*** Opening Recorded information ***

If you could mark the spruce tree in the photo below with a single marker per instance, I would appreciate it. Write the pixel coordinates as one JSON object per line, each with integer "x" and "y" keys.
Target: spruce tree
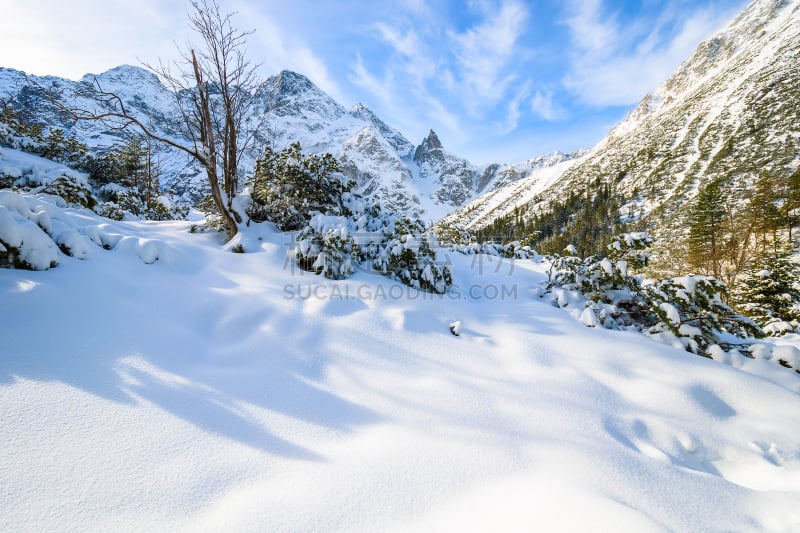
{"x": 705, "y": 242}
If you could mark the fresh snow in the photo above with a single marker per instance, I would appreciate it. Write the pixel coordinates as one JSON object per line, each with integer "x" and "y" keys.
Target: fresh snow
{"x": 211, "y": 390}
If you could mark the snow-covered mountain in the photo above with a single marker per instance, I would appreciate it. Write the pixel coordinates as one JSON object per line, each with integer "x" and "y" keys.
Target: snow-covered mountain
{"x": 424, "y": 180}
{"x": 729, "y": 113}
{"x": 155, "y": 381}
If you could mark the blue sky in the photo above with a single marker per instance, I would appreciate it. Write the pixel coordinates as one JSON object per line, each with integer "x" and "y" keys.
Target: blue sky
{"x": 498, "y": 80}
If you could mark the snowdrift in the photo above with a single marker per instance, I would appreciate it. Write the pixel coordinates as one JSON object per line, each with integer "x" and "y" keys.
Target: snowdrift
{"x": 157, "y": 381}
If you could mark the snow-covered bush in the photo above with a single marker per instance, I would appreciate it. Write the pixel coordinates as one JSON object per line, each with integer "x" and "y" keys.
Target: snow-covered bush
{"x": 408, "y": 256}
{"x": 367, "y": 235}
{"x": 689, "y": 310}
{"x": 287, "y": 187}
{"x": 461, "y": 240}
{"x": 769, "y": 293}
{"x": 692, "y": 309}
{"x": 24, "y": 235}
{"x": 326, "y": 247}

*** Closing Recorded information ***

Try it
Every line above with the word "Write" belongs in the answer, copied as written.

Task result
If you could mark the spruce tree in the photo below with a single marker per instance, I would appreciate it. Write the pixel coordinates as one JSON object per line, each with integer "x" and "y" keys.
If you could mark the fresh snow in the photo above with a single marker per instance, I would appreciate it. Write the pixel coordinates as one JSON object per line, each with integer "x" and "y" keys.
If you could mark the snow-covered mountain in the photo above with a single marker per instance, I would appreciate it. Write the pixel coordinates as one JSON object per line, each with integer "x" and "y" keys.
If you could mark the blue sky in the photo above with a single marker per instance, I would appreciate it. Write the pixel coordinates as one JSON object per line, each with integer "x" and "y" keys.
If you could mark the snowdrift in the photo above with a single marker per instance, I would appreciate it. Write the pixel coordinates as one JSON object per line, each with integer "x" and "y" keys.
If you could mark the snow-covered bush in the photo above with a single marker per instance, I would appreciate it. Write the pixel coordinates as one JSON object per line, each with integer "x" and "y" keys.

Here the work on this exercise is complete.